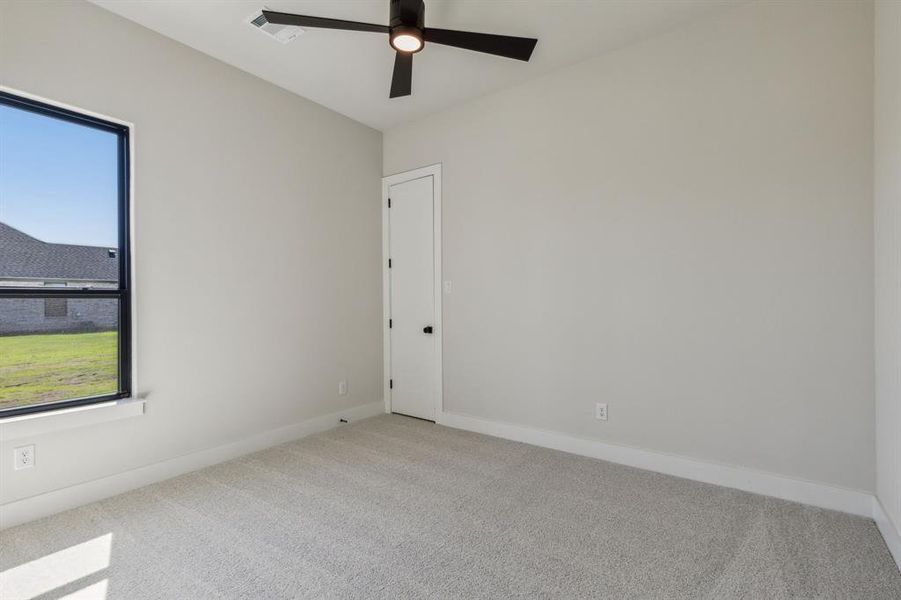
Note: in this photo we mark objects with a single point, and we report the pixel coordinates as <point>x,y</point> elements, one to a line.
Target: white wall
<point>257,219</point>
<point>683,229</point>
<point>888,259</point>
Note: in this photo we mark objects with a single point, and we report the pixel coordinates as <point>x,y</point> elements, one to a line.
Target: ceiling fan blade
<point>500,45</point>
<point>305,21</point>
<point>402,80</point>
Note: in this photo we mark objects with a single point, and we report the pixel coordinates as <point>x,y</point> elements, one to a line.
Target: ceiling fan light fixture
<point>406,39</point>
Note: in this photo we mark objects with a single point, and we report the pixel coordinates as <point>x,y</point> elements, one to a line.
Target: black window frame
<point>123,292</point>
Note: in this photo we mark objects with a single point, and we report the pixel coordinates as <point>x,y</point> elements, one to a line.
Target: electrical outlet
<point>23,457</point>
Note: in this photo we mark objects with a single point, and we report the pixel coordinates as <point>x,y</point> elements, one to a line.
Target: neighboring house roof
<point>23,256</point>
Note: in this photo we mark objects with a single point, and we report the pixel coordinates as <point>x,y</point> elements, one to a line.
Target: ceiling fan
<point>408,34</point>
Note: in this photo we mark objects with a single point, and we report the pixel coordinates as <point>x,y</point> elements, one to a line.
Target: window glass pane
<point>46,357</point>
<point>59,198</point>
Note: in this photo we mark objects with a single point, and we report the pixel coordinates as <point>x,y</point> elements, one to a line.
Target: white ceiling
<point>350,72</point>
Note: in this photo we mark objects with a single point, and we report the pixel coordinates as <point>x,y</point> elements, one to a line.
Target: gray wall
<point>257,239</point>
<point>682,228</point>
<point>888,259</point>
<point>19,316</point>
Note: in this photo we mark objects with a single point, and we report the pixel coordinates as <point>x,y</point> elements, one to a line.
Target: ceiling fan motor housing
<point>407,17</point>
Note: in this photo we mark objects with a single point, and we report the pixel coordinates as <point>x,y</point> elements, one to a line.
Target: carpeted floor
<point>392,507</point>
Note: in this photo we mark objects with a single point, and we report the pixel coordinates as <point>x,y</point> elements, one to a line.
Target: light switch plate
<point>23,457</point>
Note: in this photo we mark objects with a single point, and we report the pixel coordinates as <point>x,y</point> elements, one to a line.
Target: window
<point>56,307</point>
<point>65,298</point>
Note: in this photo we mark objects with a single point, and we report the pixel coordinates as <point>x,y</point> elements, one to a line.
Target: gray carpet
<point>393,507</point>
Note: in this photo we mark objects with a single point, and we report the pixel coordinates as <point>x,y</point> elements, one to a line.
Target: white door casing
<point>412,292</point>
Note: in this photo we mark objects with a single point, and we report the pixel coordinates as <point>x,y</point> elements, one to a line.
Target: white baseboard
<point>42,505</point>
<point>822,495</point>
<point>890,531</point>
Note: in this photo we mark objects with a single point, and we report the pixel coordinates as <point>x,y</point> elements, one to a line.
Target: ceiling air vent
<point>282,33</point>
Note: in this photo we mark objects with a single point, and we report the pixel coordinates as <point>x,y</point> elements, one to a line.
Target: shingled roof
<point>22,256</point>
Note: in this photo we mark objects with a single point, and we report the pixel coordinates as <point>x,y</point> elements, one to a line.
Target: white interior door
<point>413,330</point>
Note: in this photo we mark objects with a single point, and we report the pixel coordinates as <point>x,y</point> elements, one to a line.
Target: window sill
<point>12,428</point>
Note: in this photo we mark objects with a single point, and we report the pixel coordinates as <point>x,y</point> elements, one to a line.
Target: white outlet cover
<point>23,457</point>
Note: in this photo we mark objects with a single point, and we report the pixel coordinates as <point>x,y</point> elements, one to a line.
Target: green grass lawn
<point>46,368</point>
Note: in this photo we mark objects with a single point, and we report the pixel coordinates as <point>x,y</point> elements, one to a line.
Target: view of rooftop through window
<point>60,184</point>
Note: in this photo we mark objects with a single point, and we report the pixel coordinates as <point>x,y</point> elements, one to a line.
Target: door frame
<point>435,172</point>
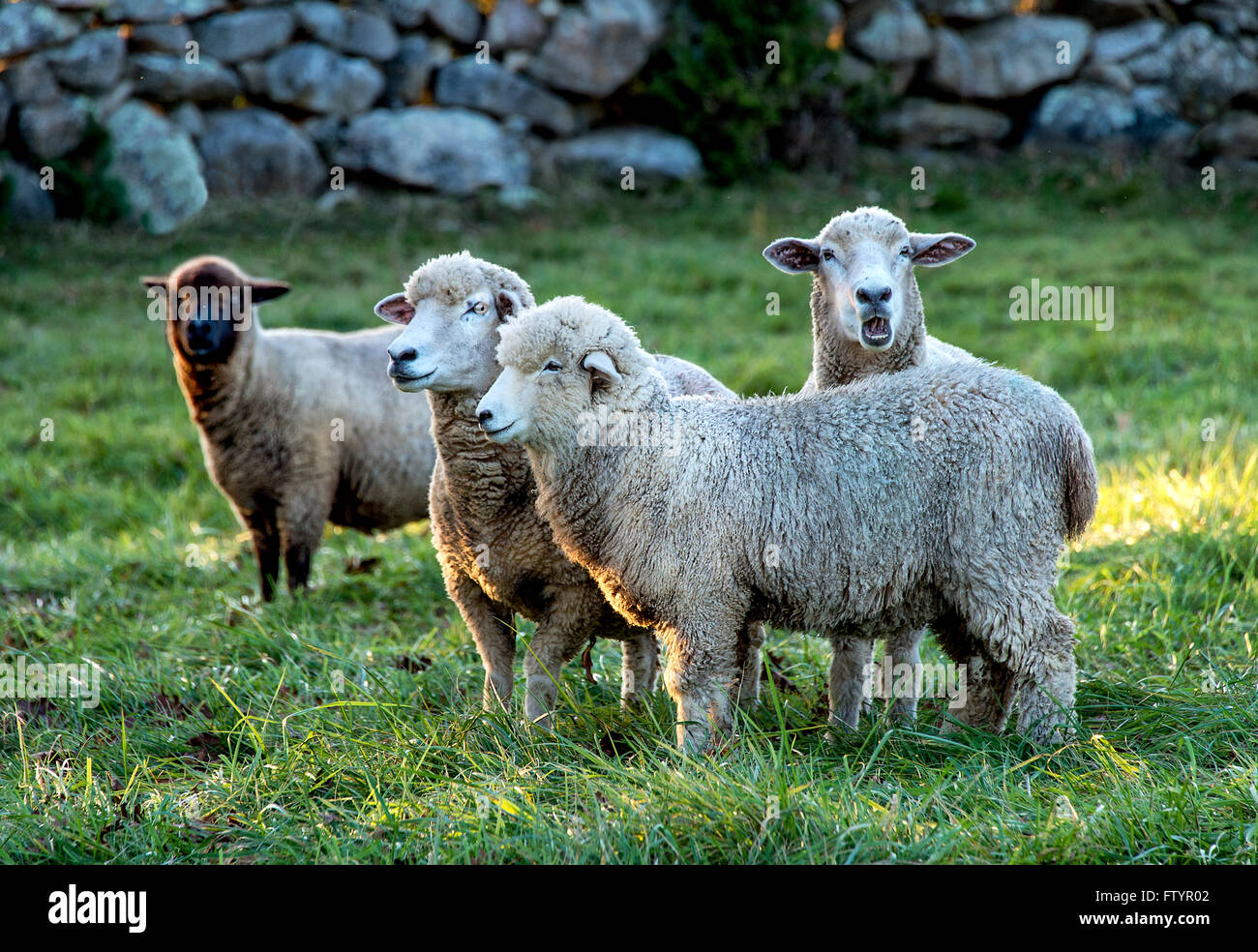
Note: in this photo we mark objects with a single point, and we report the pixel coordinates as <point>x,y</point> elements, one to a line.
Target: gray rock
<point>160,38</point>
<point>1083,112</point>
<point>489,87</point>
<point>32,82</point>
<point>407,14</point>
<point>653,155</point>
<point>1124,42</point>
<point>451,150</point>
<point>1231,17</point>
<point>457,19</point>
<point>317,79</point>
<point>1007,57</point>
<point>1208,72</point>
<point>28,201</point>
<point>1108,74</point>
<point>595,49</point>
<point>53,130</point>
<point>189,117</point>
<point>1234,134</point>
<point>159,11</point>
<point>258,152</point>
<point>92,63</point>
<point>516,24</point>
<point>158,167</point>
<point>407,74</point>
<point>246,34</point>
<point>925,122</point>
<point>163,76</point>
<point>889,32</point>
<point>355,32</point>
<point>1153,66</point>
<point>28,25</point>
<point>968,9</point>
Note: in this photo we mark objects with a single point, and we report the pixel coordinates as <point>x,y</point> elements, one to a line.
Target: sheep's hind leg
<point>850,674</point>
<point>490,624</point>
<point>1049,697</point>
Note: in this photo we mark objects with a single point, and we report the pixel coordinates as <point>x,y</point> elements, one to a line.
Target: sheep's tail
<point>1078,481</point>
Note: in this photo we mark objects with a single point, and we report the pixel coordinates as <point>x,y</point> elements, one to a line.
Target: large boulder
<point>244,34</point>
<point>165,78</point>
<point>457,19</point>
<point>1208,72</point>
<point>407,74</point>
<point>1009,58</point>
<point>359,33</point>
<point>53,130</point>
<point>156,164</point>
<point>1121,43</point>
<point>490,87</point>
<point>596,48</point>
<point>317,79</point>
<point>515,24</point>
<point>451,150</point>
<point>159,11</point>
<point>258,152</point>
<point>92,63</point>
<point>889,32</point>
<point>28,25</point>
<point>653,155</point>
<point>925,122</point>
<point>1086,113</point>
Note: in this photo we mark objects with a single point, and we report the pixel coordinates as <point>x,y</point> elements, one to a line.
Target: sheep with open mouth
<point>936,495</point>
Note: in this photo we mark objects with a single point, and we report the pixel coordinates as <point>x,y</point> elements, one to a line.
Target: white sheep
<point>297,428</point>
<point>868,318</point>
<point>935,495</point>
<point>495,552</point>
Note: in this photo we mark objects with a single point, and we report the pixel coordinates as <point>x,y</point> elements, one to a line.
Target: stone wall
<point>255,97</point>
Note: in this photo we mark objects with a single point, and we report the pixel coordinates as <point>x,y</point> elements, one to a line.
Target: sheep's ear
<point>507,302</point>
<point>395,310</point>
<point>600,366</point>
<point>265,289</point>
<point>934,251</point>
<point>794,255</point>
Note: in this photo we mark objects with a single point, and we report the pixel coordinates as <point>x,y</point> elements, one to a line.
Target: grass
<point>344,726</point>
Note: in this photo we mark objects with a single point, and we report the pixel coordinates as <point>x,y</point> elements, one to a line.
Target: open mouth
<point>876,332</point>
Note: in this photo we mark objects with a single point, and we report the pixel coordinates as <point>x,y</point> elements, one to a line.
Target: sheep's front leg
<point>490,625</point>
<point>703,663</point>
<point>750,666</point>
<point>850,673</point>
<point>640,664</point>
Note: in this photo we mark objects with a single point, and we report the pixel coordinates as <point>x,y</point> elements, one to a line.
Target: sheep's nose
<point>873,294</point>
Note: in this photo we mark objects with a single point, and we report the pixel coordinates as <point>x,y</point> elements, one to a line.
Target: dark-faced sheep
<point>298,428</point>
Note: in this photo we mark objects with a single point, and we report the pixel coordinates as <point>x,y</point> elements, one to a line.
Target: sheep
<point>298,428</point>
<point>868,318</point>
<point>495,552</point>
<point>940,494</point>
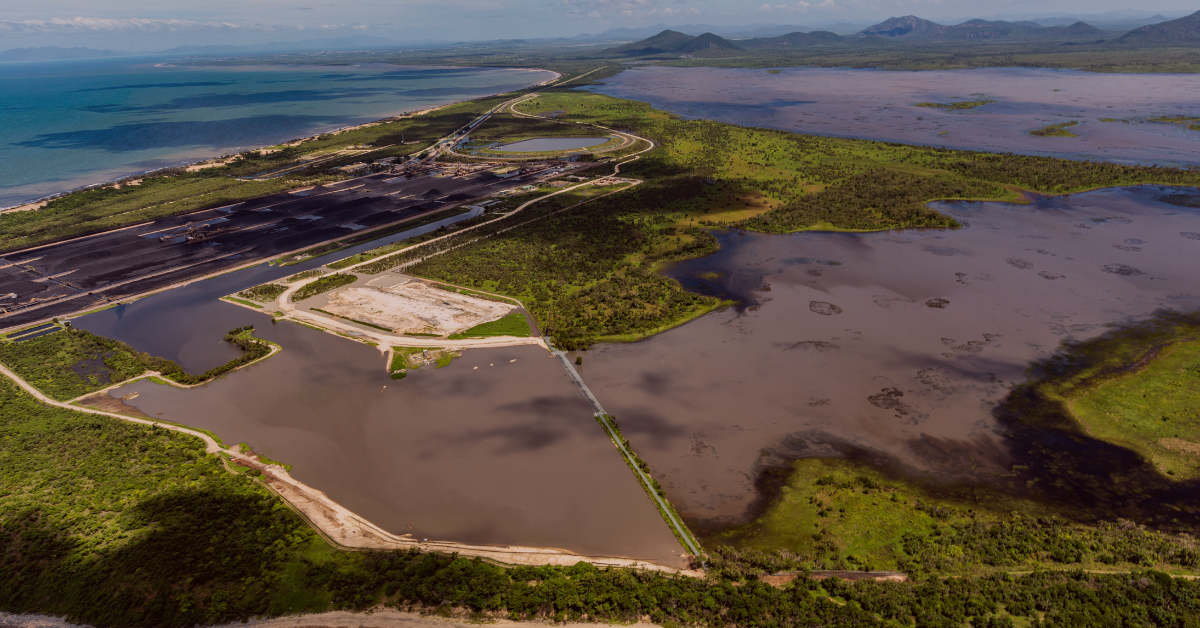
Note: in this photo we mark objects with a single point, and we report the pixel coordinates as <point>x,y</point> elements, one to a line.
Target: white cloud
<point>628,9</point>
<point>142,25</point>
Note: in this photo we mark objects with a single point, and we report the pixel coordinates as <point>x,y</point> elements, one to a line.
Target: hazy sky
<point>154,24</point>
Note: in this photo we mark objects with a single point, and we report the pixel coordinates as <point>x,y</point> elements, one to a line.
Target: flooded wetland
<point>899,344</point>
<point>1113,114</point>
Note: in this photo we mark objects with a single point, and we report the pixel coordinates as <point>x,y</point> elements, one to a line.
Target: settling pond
<point>504,454</point>
<point>881,105</point>
<point>546,144</point>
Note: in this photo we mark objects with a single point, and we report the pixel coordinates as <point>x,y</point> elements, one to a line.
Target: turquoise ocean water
<point>66,124</point>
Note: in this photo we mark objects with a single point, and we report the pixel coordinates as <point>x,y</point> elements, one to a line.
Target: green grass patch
<point>1059,130</point>
<point>75,362</point>
<point>514,324</point>
<point>323,285</point>
<point>840,514</point>
<point>263,293</point>
<point>955,106</point>
<point>243,301</point>
<point>1155,411</point>
<point>303,275</point>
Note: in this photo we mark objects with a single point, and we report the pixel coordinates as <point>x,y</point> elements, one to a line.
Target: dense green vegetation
<point>1103,477</point>
<point>955,106</point>
<point>303,275</point>
<point>67,364</point>
<point>115,524</point>
<point>1057,130</point>
<point>1155,411</point>
<point>72,363</point>
<point>513,324</point>
<point>589,274</point>
<point>263,293</point>
<point>840,514</point>
<point>323,285</point>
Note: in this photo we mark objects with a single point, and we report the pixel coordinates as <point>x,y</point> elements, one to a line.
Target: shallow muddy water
<point>553,143</point>
<point>881,105</point>
<point>899,344</point>
<point>498,447</point>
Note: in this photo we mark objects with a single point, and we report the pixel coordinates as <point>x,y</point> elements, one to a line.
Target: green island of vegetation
<point>1155,411</point>
<point>303,275</point>
<point>955,106</point>
<point>592,275</point>
<point>513,324</point>
<point>263,293</point>
<point>323,285</point>
<point>1119,500</point>
<point>73,363</point>
<point>1057,130</point>
<point>123,525</point>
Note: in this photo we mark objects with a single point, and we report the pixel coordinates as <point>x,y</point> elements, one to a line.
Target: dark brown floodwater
<point>898,342</point>
<point>880,105</point>
<point>483,450</point>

====

■ Given request
Write out again the part of the entries that opens at their start and closes with the line containing "<point>23,256</point>", keeping every line, and shift each x and y coordinate in the answer points by -29. Leave the pictures out.

■ Response to the task
Note: in this photo we mark objects with a single point, and we report the pixel coordinates as <point>x,y</point> elements, one to a line.
Target: white wall
<point>228,190</point>
<point>654,200</point>
<point>859,230</point>
Note: in this photo we mark objects with a single point, and we report the pixel coordinates as <point>x,y</point> elements, one to a line.
Target: ceiling fan blade
<point>471,16</point>
<point>276,-8</point>
<point>373,51</point>
Note: in this photo we mark objects with a single point, and we report the pixel coordinates as <point>x,y</point> elements, one to a line.
Target: ceiling fan light fixture
<point>377,10</point>
Note: in this photo we mark objects with a single point, and we report the pixel coordinates as <point>x,y</point> elements, one to a line.
Target: black window frame
<point>94,263</point>
Note: in this photo we mark objects with a single point, and we report the pixel coordinates as <point>x,y</point> elements, one to a line.
Target: electrical outlet
<point>-6,428</point>
Note: in this photo we mark objects with a single point, and we report the pixel coordinates as <point>x,y</point> elements, one to a line.
Target: neighboring house roof
<point>-6,227</point>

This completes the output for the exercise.